WHAT YOU HAVE TO DO:
Rewrite everything from "Joshua 11:6. Burn" down to "REFLECTIONS." in the commentary on Joshua 11, changing "shields" to "bucklers" wherever it occurs.

TEXT BLOCK START

Joshua 11:1. Hazor, then the metropolis of a powerful kingdom, Jeremiah 49:28, is situate on Lake Merom, forty miles north of the sea of Galilee. Jabin with all the allies, 300,000 infantry, and 20,000 horse, according to Josephus, came southward to meet the Israelites, and Joshua hasted to meet him. This second general battle as good as completed the conquest of Canaan. The ill directed hosts were soon thrown into disorder, and probably destroyed one another. The Israelites fought under the assurance of victory, and the allies in utter despair.

Joshua 11:6. Burn their chariots with fire. Evander, in Virgil, is made to say that under the very walls of Prænste, I mowed down the ranks, and set fire to heaps of shields.

Cùm primam aciem Præneste sub ipsâ Stravi, scutorumque incendi victor acervos. ÆN. 8:561.

Joshua 11:9. He houghed their horses; cut the hamstrings that they might not escape.

Joshua 11:21. Joshua cut off the Anakims; men from eight to more than nine feet in stature. See Genesis 6:4.

REFLECTIONS.

The first object which strikes us here is, that God sent on all the hardened kings a spirit of infatuation, for instead of seeking means, like Gibeon, to save their lives, or to humble themselves by fasting and prayer, they leagued for their own destruction. It is even now the same with men who have long resisted grace, and completely hardened their own hearts by a vast course of crimes. Their whole conversation and deportment afford sad indications of their being abandoned by grace.

God, before the general battle, encouraged and instructed Joshua how to fight with the iron chariots of the Canaanites, viz. by cutting the hamstrings of their horses on coming to close contact. So in the hard conflicts we have to sustain with the world, Christ has instructed us to be wise as serpents, and bold as lions: and by bidding us, as Joshua, not to be afraid, he gives us the pledge of victory. Encouraged by these promises, the true Hercules proceeded to conquer the whole country from Halak in the south, to the passes of mount Lebanon in the north.

Nor did he stop here; he proceeded, being guided by Caleb, chap. Joshua 15:14, to exterminate the lurking giants, who had occasioned the fears and the unbelief of the Israelites at Kadesh, when the Lord sentenced them to fall in the wilderness. Into all their caves and strongholds he pursued them; and with the arm of God's avenging power, cut them off. Christian, here, in the valiant Joshua, and the faithful Caleb, is a pattern for you to follow. Oh this unbelief, this fear of man, this distrust of the Lord's faithfulness and power! You can have no inward rest, no giving to God your whole heart, while these lurking giants are suffered to survive.

TEXT BLOCK END
RECORDS START

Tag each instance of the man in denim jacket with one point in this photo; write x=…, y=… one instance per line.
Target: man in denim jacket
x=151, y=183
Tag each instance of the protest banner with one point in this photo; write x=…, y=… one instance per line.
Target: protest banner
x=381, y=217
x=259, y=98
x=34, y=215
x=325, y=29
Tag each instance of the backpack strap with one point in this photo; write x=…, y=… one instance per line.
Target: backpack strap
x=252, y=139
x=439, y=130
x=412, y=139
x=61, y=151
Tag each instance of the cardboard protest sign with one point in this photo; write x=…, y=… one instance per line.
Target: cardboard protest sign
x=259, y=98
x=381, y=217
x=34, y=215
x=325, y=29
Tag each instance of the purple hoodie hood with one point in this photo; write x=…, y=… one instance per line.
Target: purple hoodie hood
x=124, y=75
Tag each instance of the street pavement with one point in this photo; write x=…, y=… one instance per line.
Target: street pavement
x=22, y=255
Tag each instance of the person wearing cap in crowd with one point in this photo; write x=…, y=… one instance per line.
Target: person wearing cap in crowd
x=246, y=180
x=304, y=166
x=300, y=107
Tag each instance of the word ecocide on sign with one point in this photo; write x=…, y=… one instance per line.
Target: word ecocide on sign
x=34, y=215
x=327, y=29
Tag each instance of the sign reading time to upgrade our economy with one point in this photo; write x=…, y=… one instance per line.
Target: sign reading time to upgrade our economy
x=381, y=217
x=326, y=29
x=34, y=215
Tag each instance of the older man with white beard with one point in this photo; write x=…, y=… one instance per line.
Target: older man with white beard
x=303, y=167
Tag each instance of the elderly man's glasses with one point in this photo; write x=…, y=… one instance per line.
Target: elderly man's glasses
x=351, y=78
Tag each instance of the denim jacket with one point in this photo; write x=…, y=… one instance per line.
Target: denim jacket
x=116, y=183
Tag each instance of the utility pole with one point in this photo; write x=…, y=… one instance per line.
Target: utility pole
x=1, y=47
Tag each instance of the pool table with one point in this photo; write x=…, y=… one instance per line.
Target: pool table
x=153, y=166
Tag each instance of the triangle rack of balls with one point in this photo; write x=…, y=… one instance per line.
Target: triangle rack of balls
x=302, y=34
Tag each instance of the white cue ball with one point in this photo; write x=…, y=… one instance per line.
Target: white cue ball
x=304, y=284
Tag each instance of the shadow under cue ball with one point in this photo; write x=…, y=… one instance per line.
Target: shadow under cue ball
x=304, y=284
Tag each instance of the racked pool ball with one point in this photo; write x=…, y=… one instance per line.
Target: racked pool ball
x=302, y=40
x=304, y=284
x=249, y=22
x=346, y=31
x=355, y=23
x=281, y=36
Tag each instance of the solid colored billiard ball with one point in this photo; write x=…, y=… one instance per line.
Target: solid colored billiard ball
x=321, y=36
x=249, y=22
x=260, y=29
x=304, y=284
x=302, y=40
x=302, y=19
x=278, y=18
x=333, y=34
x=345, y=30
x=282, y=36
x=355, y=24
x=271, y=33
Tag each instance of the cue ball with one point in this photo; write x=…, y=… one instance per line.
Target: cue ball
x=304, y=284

RECORDS END

ANSWER FOR THE TASK:
Joshua 11:6. Burn their chariots with fire. Evander, in Virgil, is made to say that under the very walls of Prænste, I mowed down the ranks, and set fire to heaps of bucklers.

Cùm primam aciem Præneste sub ipsâ Stravi, scutorumque incendi victor acervos. ÆN. 8:561.

Joshua 11:9. He houghed their horses; cut the hamstrings that they might not escape.

Joshua 11:21. Joshua cut off the Anakims; men from eight to more than nine feet in stature. See Genesis 6:4.

REFLECTIONS.